*TASK ITEM*
All the data below goes into the copy word for word, but the pictures don't.
START DATA FOR THIS EXERCISE
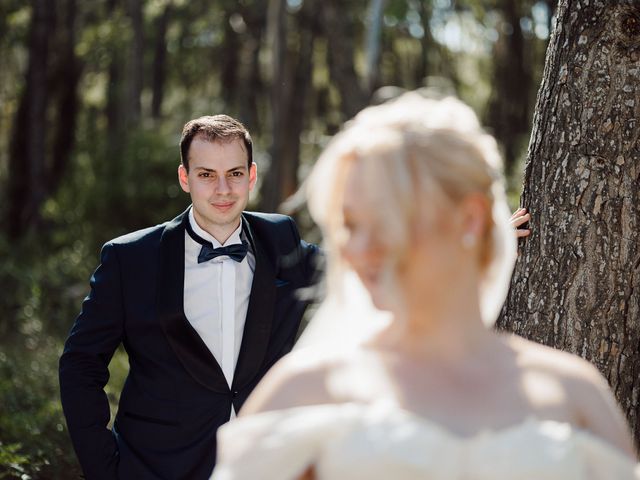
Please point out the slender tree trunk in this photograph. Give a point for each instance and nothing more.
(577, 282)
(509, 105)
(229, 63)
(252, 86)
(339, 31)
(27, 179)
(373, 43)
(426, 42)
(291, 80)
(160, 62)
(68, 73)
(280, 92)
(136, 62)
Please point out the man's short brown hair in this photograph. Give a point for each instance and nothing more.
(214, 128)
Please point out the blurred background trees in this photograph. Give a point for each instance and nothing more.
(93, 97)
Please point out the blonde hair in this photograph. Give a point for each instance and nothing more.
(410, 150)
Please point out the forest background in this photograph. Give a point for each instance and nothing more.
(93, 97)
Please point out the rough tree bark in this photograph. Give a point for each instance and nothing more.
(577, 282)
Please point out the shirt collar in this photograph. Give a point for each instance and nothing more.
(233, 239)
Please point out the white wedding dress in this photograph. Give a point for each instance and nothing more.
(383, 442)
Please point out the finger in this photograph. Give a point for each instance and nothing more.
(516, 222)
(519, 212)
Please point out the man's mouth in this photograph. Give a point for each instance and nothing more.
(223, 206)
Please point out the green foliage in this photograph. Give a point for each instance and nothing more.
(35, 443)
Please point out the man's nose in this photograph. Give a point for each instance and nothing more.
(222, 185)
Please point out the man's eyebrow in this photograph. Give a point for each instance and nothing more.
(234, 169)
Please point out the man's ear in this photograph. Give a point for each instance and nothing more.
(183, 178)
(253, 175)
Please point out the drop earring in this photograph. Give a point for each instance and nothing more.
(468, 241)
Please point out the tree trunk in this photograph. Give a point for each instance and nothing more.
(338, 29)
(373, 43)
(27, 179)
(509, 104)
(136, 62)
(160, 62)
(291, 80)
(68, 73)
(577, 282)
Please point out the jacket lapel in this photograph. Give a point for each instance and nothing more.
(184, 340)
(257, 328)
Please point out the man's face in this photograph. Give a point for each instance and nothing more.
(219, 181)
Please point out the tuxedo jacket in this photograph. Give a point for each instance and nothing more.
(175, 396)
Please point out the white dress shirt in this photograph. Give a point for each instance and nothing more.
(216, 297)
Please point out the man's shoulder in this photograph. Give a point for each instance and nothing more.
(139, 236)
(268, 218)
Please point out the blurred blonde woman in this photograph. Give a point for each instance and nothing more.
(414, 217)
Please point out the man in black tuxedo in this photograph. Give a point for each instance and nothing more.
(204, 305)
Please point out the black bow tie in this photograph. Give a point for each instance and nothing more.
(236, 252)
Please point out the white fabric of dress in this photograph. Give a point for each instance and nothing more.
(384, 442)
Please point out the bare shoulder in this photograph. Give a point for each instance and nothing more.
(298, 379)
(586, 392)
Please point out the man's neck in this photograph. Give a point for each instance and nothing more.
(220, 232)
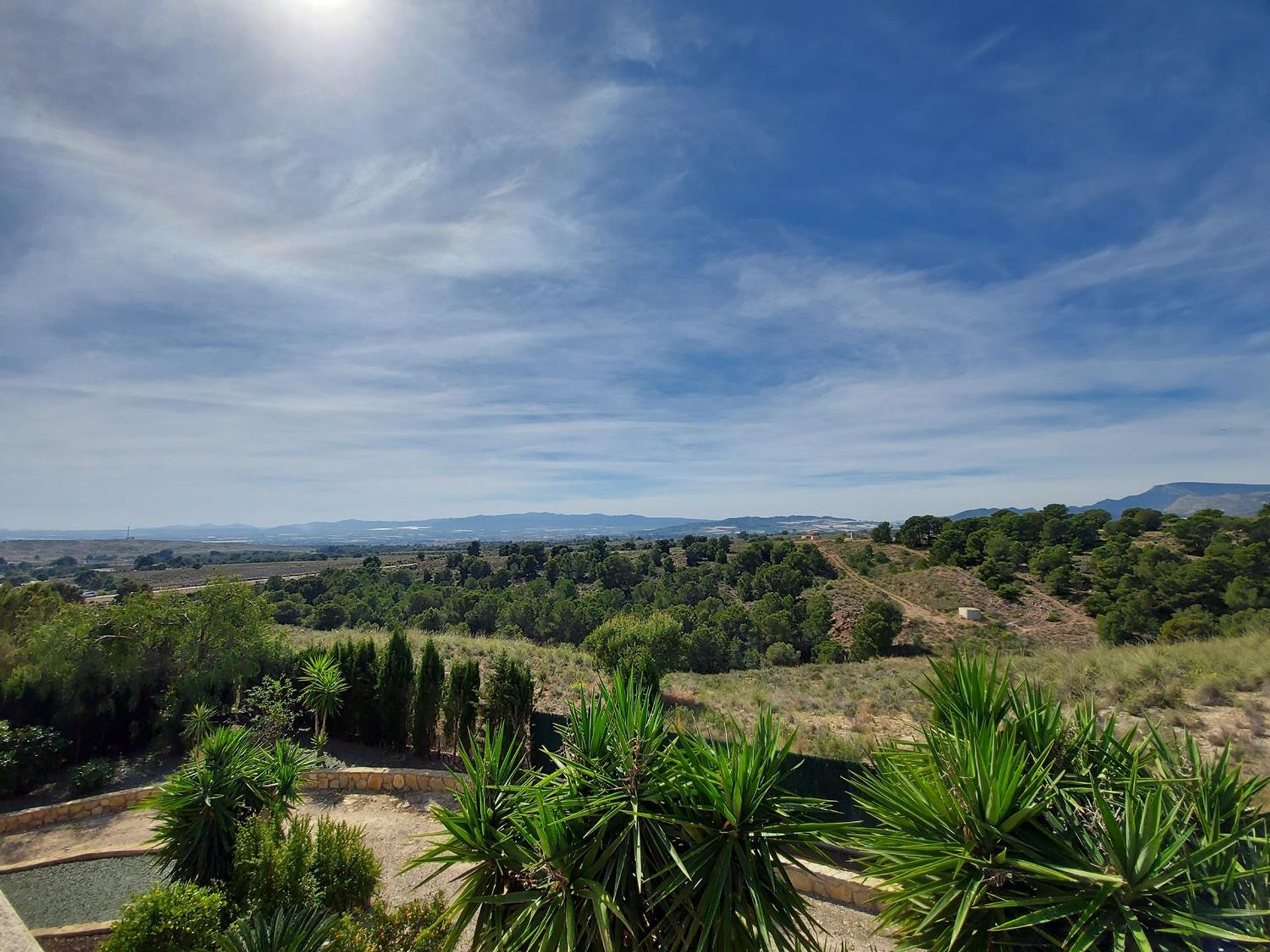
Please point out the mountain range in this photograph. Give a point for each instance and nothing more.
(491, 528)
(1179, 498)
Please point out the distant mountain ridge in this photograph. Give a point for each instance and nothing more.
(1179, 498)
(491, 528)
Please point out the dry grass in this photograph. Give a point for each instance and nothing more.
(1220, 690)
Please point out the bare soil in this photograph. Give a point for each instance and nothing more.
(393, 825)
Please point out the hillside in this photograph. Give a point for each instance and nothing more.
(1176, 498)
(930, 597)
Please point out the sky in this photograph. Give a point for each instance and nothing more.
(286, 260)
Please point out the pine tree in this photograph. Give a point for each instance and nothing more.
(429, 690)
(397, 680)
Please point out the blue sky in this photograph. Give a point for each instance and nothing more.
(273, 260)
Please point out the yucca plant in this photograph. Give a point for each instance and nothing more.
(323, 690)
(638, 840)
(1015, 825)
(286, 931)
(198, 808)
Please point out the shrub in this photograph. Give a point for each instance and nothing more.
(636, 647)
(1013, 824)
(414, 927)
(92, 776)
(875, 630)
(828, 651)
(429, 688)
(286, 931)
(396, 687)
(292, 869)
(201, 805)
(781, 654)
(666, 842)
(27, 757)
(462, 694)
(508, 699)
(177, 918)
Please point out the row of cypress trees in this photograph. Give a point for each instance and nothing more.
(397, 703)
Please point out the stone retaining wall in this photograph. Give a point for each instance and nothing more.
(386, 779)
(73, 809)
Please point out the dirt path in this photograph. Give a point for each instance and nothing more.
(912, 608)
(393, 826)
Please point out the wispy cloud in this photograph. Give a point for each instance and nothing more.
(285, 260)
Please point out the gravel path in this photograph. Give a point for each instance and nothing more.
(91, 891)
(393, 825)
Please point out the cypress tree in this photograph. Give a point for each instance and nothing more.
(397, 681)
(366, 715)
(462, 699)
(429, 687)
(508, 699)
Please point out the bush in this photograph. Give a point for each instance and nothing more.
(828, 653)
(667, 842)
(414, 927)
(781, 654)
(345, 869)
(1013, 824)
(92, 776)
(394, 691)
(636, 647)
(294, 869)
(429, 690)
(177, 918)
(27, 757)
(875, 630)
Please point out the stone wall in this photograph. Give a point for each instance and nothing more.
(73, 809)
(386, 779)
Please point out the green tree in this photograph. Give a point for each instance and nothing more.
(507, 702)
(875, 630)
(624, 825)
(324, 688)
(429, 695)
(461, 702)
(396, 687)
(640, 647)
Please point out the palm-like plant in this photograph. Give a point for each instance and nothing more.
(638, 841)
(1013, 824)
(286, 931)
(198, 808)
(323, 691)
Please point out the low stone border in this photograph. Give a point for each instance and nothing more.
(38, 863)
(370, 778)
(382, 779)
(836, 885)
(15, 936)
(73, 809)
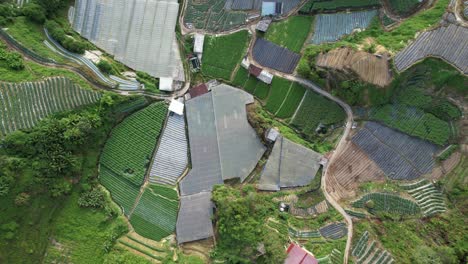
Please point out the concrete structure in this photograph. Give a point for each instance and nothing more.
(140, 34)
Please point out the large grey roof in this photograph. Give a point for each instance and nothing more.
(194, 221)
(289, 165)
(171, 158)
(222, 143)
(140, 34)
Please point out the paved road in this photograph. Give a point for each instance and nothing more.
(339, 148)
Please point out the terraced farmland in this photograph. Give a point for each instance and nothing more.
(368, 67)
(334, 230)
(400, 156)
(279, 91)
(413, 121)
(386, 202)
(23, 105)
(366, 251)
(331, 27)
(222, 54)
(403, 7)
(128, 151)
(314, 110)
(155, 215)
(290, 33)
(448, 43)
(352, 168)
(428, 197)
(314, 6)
END DATA FOR THIS EXERCISE
*EXERCISE RESULT*
Please point out the slender tree trunk in this photograph. Give a point for each instance and nothing more.
(577, 282)
(509, 105)
(229, 63)
(252, 86)
(339, 31)
(27, 179)
(373, 43)
(426, 42)
(291, 80)
(160, 62)
(68, 73)
(280, 92)
(136, 62)
Please point out the man's short brown hair in this photograph. Give a point for each instance and nothing more.
(214, 128)
Please point out the blurred background trees in this photograph. Give a point for each instance and nothing more.
(93, 97)
Please point out the blonde hair in this photograph. Give a point for each instance and nothing more.
(410, 150)
Please point out the forest background in this photograph. Give a point for each instance and nothing more.
(93, 97)
Please point out the rough tree bark in this photograph. Give a point for each instance and nothing more.
(577, 282)
Please point out the shirt collar in this photograph. Give a point for each instance and nothing more.
(233, 239)
Please point out the white wedding dress in this photograph. Give a point for each instance and nothing more.
(383, 442)
Please point out the finger in this photograph. Give a point for each instance and nothing more.
(516, 222)
(519, 212)
Please point out the man's mouth in this photograph. Give a point for each instance and nothing more.
(223, 206)
Please point out the green foliage in this photograph. Give a point for each instance and nothing more.
(35, 443)
Please point out the man's nose in this photograph. Give a point for each instance and nothing more.
(222, 185)
Please point out the man's eyebrow in this photograph. Give a point for each instance and nothing more.
(234, 169)
Please point out the man's ear in this photograph. Give a point for each instance and nothing more.
(183, 178)
(253, 175)
Please point out the drop earring in this photograph. Give a point for each instance and nothing more.
(468, 241)
Please point out the tree trunk in this photograph. Give a point for each instance and nothing more.
(338, 29)
(373, 43)
(27, 179)
(509, 104)
(136, 62)
(160, 62)
(291, 80)
(68, 73)
(577, 282)
Please point out the jacket lapel in this photograph. Give a point for each instance and nothing more.
(184, 340)
(257, 328)
Please point out the man's face in this photograph. Give a point for each instance and nothing more.
(219, 181)
Please point out the tuxedo jacket in this photograph. Give a point for each instance and nothing more.
(175, 396)
Please point out the white dress shirt in this photograph. Give a point for each instance and nothing more.
(216, 297)
Please point out the man's shoulder in this photograph. Give a point for each instance and nothing more.
(139, 236)
(268, 218)
Please point out the blurred blonde woman in this photograph. Give a point for each instance and nothing more.
(414, 217)
Please point out the man in black tuxedo in this photograph. Give a point for each instance and nothing more.
(204, 305)
Please point out the black bow tie in this photograph. Give a point for each instance and nothing more.
(236, 252)
Please point out the white fabric of dress in this photograph. Give a point for each instance and nothing more.
(384, 442)
Please point out the bare shoulder in this photograph. Give a point for each instance and nothing more.
(298, 379)
(586, 392)
Please point out the man's neck in this photograph. Give a point for each instance and nothing more.
(220, 232)
Please point out the mountain range in this photograph. Give a point for each instance and nothing more.
(491, 528)
(1179, 498)
Please point out the distant mountain ridge in this photograph. Give a point for each instance and nothing more.
(1179, 498)
(491, 528)
Please point out the dry grass in this photograph. Give a point for each instance and nothing more.
(1220, 690)
Please point out the bare soil in this photograph. Give a point for each instance and nothing more.
(393, 825)
Please point out the hillside in this photograph. Give a point for each instance and nothing more.
(1176, 498)
(930, 597)
Please point out the sky in this photograph. Give a point for each instance and nothing more.
(286, 260)
Please point out the pine tree in this photograph. Give a point for each instance and nothing more.
(429, 690)
(397, 680)
Please point out the blue sky in this photograph. Give a point for each instance and nothing more.
(273, 260)
Please point out the yucca plant in this photograph. Give a point for each instance and nothing more.
(323, 690)
(638, 840)
(1015, 825)
(286, 931)
(198, 808)
Please point out the shrub in this photograph. Give a point for each instance and nothing more.
(636, 647)
(1013, 824)
(414, 927)
(92, 776)
(875, 630)
(828, 651)
(429, 688)
(286, 931)
(396, 687)
(292, 869)
(201, 805)
(781, 654)
(666, 842)
(27, 757)
(462, 694)
(508, 699)
(177, 918)
Please point out the row of cypress trees in this photograph. Give a point for each instance and nothing more.
(397, 703)
Please point out the stone retaining wall in this photograph. Give a point for each instance and nothing more.
(386, 779)
(73, 809)
Please point out the dirt path in this photograph. Give a point for each instance and nothing more.
(912, 608)
(393, 826)
Please point out the wispy cloud in this photograph. Give a point for each instance and nothing more.
(285, 260)
Please point out the gravel path in this photograph. Give a point for each instance and nothing more.
(91, 891)
(393, 825)
Please point out the cypress tree in this photograph. Give a point for each instance and nothing more.
(397, 681)
(366, 715)
(462, 699)
(429, 687)
(508, 699)
Please point out the bush in this photograph. Give a point for each instance and nothing more.
(828, 653)
(667, 842)
(414, 927)
(781, 654)
(345, 869)
(1013, 824)
(92, 776)
(394, 691)
(636, 647)
(294, 869)
(429, 690)
(177, 918)
(27, 757)
(875, 630)
Please point out the stone wall in this photograph. Give a point for each instance and nothing more.
(73, 809)
(386, 779)
Please point out the green tree in this photograph. Give a point for each instance and nothing more.
(507, 702)
(875, 630)
(624, 825)
(324, 688)
(429, 695)
(461, 702)
(396, 687)
(640, 647)
Please point out the palm-like plant in this photograph. Give a point for each instance and nothing more.
(638, 841)
(1013, 824)
(286, 931)
(198, 808)
(323, 691)
Please point out the low stone border in this photograph. Give a point for each instance and nothing more.
(38, 863)
(370, 778)
(382, 779)
(836, 885)
(15, 936)
(73, 809)
Please point out the concrete structure in this photograph. Give a point for each instance and nothing more.
(140, 34)
Please point out the large grey roof in this photograph. Give a point for each instance and nothing more.
(194, 221)
(289, 165)
(171, 158)
(222, 143)
(140, 34)
Please point out the paved road in this photograph. Give a point for each instance and nothing more.
(339, 148)
Please point out the terraced farmland in this photograph. Give a point for each instance and nothing more.
(368, 67)
(334, 230)
(400, 156)
(279, 91)
(413, 121)
(386, 202)
(23, 105)
(366, 251)
(331, 27)
(222, 54)
(403, 7)
(128, 151)
(314, 110)
(155, 215)
(290, 33)
(448, 43)
(352, 168)
(428, 197)
(314, 6)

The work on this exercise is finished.